# Requirement
Copy out every line of the data where the word "below" is found.

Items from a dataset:

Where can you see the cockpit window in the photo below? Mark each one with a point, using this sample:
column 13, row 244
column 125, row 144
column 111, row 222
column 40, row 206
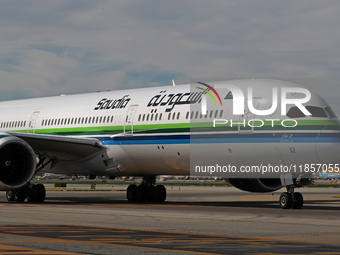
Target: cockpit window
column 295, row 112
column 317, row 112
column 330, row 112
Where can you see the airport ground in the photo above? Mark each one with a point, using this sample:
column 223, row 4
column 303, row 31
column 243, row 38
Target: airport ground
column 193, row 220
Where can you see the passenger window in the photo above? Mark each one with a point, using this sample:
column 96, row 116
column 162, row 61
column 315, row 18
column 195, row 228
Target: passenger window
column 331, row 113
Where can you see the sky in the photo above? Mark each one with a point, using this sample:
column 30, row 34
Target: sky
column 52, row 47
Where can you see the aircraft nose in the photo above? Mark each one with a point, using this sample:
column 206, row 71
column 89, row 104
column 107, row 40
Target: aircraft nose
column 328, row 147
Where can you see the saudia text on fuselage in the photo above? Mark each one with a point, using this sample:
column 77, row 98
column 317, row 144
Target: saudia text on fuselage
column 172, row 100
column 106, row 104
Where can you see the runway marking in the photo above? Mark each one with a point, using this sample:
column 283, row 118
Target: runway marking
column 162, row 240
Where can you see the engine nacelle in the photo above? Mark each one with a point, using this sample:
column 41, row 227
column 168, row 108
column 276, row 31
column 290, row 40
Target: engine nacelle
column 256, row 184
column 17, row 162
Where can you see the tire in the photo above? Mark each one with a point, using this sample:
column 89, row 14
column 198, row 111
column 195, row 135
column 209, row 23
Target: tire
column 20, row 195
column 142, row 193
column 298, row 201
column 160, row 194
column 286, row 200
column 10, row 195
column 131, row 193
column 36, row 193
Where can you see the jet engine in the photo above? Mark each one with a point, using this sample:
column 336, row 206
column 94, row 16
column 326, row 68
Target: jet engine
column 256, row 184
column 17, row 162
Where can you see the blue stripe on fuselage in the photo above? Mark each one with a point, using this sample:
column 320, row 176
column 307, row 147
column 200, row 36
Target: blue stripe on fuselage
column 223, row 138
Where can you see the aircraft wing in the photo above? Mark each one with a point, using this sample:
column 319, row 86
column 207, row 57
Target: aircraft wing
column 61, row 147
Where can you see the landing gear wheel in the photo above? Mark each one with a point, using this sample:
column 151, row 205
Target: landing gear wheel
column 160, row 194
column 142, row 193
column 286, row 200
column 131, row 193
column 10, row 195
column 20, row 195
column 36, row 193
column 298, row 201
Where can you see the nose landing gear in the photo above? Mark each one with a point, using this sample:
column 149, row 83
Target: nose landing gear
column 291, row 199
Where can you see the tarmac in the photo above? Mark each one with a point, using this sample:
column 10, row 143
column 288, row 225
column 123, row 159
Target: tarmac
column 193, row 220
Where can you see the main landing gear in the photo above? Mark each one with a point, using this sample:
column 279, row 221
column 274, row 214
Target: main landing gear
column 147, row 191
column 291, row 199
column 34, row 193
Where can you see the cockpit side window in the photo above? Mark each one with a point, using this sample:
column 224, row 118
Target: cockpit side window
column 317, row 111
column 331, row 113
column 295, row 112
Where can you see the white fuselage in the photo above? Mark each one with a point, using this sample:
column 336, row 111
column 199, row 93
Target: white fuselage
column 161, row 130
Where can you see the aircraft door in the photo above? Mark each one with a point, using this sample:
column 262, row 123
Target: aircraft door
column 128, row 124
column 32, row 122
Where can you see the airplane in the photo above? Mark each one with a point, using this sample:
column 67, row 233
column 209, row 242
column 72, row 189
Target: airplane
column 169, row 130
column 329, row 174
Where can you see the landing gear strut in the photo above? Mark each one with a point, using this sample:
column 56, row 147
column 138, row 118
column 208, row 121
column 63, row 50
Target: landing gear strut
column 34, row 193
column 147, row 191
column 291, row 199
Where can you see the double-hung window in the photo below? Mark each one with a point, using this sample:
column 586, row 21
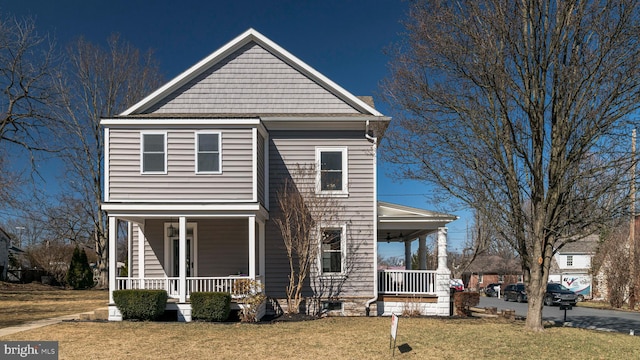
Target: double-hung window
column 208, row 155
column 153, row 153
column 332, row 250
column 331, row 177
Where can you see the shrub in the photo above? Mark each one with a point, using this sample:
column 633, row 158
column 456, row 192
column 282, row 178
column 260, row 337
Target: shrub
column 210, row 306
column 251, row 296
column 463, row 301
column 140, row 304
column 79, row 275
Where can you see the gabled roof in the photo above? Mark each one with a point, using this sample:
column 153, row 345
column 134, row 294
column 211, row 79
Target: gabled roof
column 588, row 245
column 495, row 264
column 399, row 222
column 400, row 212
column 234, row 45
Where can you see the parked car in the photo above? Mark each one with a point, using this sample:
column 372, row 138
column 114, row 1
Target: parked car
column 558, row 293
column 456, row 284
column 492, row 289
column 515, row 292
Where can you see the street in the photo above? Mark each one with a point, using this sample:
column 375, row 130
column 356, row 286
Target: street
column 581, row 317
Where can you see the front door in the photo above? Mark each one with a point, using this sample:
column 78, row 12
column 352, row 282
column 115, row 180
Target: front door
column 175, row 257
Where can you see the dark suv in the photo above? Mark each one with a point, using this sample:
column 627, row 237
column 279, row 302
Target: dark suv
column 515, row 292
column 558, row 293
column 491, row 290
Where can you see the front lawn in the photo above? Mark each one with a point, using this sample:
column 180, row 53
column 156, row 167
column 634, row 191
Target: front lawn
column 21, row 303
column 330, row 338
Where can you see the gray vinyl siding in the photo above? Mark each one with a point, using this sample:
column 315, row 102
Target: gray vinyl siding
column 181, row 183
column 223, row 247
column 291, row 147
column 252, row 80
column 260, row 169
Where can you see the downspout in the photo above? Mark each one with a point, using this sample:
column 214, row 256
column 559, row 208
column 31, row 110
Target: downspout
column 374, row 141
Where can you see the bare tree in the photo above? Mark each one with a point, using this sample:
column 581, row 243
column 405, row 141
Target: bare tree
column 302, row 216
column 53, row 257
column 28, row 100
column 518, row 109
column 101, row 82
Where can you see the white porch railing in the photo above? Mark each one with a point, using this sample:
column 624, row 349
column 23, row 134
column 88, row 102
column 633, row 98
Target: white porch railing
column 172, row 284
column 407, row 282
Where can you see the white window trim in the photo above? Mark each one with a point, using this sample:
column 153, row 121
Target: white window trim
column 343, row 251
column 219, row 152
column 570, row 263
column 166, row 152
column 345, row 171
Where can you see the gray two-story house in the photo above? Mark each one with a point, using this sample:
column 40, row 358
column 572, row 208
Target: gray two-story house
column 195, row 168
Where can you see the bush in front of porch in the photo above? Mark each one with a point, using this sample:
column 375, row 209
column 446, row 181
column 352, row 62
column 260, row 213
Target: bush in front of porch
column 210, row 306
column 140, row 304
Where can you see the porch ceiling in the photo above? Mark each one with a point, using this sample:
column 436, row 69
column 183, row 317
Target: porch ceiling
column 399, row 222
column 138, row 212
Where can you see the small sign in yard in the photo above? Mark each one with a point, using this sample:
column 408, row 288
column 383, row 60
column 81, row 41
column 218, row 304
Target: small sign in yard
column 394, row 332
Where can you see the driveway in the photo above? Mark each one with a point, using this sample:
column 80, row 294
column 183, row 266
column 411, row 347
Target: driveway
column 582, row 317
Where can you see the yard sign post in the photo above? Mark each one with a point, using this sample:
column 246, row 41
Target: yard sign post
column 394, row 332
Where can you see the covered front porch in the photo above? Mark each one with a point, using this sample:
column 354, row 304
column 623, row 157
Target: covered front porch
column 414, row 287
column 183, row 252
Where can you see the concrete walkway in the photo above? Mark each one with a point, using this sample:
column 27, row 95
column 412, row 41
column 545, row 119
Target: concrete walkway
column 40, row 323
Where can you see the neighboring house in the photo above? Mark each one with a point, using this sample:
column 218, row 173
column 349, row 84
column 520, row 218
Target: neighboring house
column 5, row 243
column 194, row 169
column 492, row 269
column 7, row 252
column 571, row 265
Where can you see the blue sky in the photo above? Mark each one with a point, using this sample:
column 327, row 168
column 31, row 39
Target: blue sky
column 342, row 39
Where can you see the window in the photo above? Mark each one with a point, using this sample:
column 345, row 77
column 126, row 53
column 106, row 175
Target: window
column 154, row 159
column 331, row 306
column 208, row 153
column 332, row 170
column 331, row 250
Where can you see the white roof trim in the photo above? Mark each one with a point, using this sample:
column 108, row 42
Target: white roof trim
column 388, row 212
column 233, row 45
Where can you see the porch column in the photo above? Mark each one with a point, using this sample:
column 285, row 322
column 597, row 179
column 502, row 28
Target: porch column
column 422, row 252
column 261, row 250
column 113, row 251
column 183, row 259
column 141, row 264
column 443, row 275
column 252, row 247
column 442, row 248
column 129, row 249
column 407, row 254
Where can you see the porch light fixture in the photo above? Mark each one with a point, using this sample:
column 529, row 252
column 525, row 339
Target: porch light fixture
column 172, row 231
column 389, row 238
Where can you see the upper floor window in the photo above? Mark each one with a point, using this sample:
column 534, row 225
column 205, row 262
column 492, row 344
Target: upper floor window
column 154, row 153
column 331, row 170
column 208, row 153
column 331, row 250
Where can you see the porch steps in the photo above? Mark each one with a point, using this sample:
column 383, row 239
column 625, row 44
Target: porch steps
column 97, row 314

# Exercise result
Where can you see the cockpit window in the photo below? Mark each one with a point, using this sample:
Where can you see the double-hung window in the photo below? Mark each one with a point, using this sample:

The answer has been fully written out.